There are four main types of volcanoes on Earth: cinder cone, composite, shield, and lava dome. Cinder cones are the simplest and happen when, over time, the lava that is spewed into the air rains back down and forms a cone with a bowl-like crater at the top. These volcanoes rarely peak much higher than 1,000 feet. Composite volcanoes are also known as stratovolcanoes and can reach thousands of meters tall. They have a system that allows for magma to be pulled from the mantle itself up to the surface, and often erupt violently, like Mount Saint Helens. Shield volcanoes are large and broad and resemble shields from above hence the name. The lava that pours out of these is thin, which allows it to travel easily down the shallow sides of the volcano, building up into many layers over thousands of small eruptions. Lava domes, or volcanic domes, are also caused by build up of lava over time, but this lava is thick, and the domes grow from the lava expanding within. These types are generally more specific to terrestrial volcanoes, but they also serve as a base point for understanding extraterrestrial volcanoes, especially shield volcanoes.
Volcanoes can be found on all four of the terrestrial planets, but most of those found outside of the Earth are presumed to be dormant or extinct. Mars hosts the largest known volcano in the solar system, Olympus Mons, which is 624 km wide, which is comparable to the size of the state of Arizona, and 25 km high, whereas Mount Everest is a little under 9 km. Most volcanoes on Mars are significantly larger than those on Earth, which can be attributed to its lack of tectonic activity. Terrestrial volcanoes are created by the shifting, and subsequent crashing, of Earth’s tectonic plates over top of a hot spot within the somewhat liquid mantle, and as the plates move over the hot spot multiple volcanoes are fed. Mars does not have tectonic plates or a liquid mantle, and so significantly more magma is spewed out of a singular volcano, which then piles up into a larger and larger volcano. Martian volcanoes are assumed to be extinct since the estimate for the most recent eruption on the planet was from Arsia Mons around 50 million years ago, at around the same time as the Cretaceous??“Paleogene extinction. Volcanic activity is an integral part of Martian history and composition, even if there has not been any recent activity.
Olympus Mons, the largest volcano in the solar system
Artistic Rendition of a volcano erupting on Mars
Arsia Mons, Mars’ last active volcano
Venus has three main types of volcanoes, two of which are found on other celestial bodies and one that is exclusive to Venus. The most prevalent volcanoes are shield volcanoes, but they tend to be wider and shorter than those on Earth and Mars, likely because of its dense atmosphere. Venus also has lava domes, but they are often referred to as pancake domes because they are significantly larger than those found on Eart, sometimes up to 100 times so. The volcanic feature that is found exclusively on Venus is called a corona, which is an upwelling of material from the mantle that contains and is surrounded by volcanoes and lava flows. There is plenty of evidence of past volcanic activity on Venus, but is also the only other planet in the solar system, aside from Earth, thought to be actively volcanic. Current volcanic activity on Venus would explain the frequent flux in sulfur dioxide above the clouds, as well as the bursts of radio energy that occasionally observed coming from the planet, but until some volcanic activity is observed, Venus cannot be classified as active.

Pointing data excerpts:
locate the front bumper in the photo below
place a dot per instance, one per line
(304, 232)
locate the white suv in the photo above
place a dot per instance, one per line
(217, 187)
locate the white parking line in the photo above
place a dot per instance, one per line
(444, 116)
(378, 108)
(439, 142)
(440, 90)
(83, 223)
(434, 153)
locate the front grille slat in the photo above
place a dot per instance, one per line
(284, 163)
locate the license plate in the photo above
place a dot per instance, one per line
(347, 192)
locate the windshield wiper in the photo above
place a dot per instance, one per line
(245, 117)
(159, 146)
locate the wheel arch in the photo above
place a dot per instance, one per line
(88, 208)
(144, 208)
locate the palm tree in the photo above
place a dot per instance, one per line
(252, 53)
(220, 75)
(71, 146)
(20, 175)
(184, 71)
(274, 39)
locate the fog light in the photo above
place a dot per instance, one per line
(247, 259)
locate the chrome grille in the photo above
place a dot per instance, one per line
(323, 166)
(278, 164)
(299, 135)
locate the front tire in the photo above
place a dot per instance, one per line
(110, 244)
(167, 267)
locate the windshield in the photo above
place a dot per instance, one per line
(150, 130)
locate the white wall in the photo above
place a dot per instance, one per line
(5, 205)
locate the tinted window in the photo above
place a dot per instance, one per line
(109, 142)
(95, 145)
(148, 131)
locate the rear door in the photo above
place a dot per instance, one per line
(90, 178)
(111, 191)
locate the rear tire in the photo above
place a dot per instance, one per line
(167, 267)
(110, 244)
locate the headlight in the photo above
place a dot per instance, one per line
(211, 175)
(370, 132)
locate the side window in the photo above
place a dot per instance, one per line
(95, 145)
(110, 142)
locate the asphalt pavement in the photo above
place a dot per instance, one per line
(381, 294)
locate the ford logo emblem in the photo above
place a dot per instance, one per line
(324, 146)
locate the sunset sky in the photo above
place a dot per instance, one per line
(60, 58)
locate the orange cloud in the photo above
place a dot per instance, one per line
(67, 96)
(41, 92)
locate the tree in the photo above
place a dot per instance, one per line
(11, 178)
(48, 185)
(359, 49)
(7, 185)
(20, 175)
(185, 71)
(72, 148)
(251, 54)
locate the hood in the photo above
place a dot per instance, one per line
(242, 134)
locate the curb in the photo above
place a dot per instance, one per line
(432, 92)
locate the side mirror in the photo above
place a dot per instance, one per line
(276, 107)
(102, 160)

* _Work required_: Write what comes next in the article on volcanoes in the solar system, starting after its final sentence. The records can be left aside.

* _Expected answer_:
Nasa Image of Sapas Mons, a Venusian Volcano
An Image of Venus’s Pancake Domes
A Computer generated view of a Venusian volcano from 1995
Mercury has not been volcanically active for around 3.5 billion years, but there is proof on the planet of volcanoes in its past. Mercury has a very small mantle, which is the part of terrestrial planets that produce the energy needed for volcanic activity through radioactive decay, and so it lost its internal heat much faster and its volcanism much earlier than the other planets. However, there are extensive smooth plains on Mercury, similar to the Luna’s maria, where, billions of years ago, lava flowed across the surface and filled in the depressions. These smooth plains prove that at one point there was volcanic activity on Mercury, even if it has long since ended.
The volcanoes on Luna, Earth’s very own moon, seem to have been dormant for about a billion years, but the maria covering a significant amount of the near side of the moon is proof that there once was volcanic activity. These seas are similar to large parking lots, paved over and flattened out by lava flows earlier in the Moon’s life. Their location solely on the near side of the Moon implies that the volcanic activity was impacted in some way by the Earth, and adds another layer to the relationship between the two celestial bodies. Recently there has also been the discovery of Irregular Mare Patches, or IMPs, which are smaller spots on Luna that appear to be the product of volcanic activity, but some seem to be as young as 50 million years old. These IMPs mean that there could have been active volcanoes on the Moon during the time of the dinosaurs, and changes our perspective on the evolution of Luna. This also means that the interior of the Moon is likely warmer and possibly less dead than we previously believed.
The darker sections are the maria, evidence of a volcanic history for Luna
A close up of a volcano on Io, taken from the Galileo spacecraft
Jupiter’s moon Io has a very colorful exterior due to its volcanism
Io is the most volcanically active object in the Solar system and thereby has the youngest surface, which is ironic when considering that its fellow Jovian moon Callisto has the oldest. Io’s volcanism is a product of its location, being the closest of the Galilean Moons to their host planet Jupiter. Tidal forces from Jupiter are competing with tidal forces from Ganymede and Europa, two of the other Galilean Moons that are in resonance with Io, and these fighting forces cause Io’s orbit to be highly eccentric. This eccentric orbit causes Io to flex as it revolves around Jupiter, and this flexing heats the moon in a process known as tidal heating. This heat is what allows for Io’s volcanism, although the specifics of how it works are still being researched.
There are also some places in space that have ice volcanoes, known as cryovolcanoes, that instead of spewing out molten rock erupt volatiles, which are chemical compounds and elements with low boiling points. Cryovolcanoes happen on items further out from the sun, where it is cold enough for their surface to freeze, and there are several theories on the different methods these objects use to keep their internal temperature high enough to contain liquid. One seen in most moons with cryovolcanoes is tidal friction that stretches the planet enough to warm its core and give it a liquid interior, but there are other possibilities as well.
Enceladus is a moon of Saturn, a possible home for life, and a host of what seems to be at least one cryovolcano. On its southern pole, the moon spews out a plume of mostly water from spots within its Tiger Stripes, which are four large, linear depressions on the surface of the planet. This liquid water is believed to come from an internal ocean under the icy outer layer of Enceladus, and it is believed that Saturn’s tidal friction is keeping it warm enough to remain in a liquid state. This cryovolcanic activity is actually the cause of Saturn’s E ring, as the water freezes into chunks of ice and begins to orbit Saturn along with Enceladus.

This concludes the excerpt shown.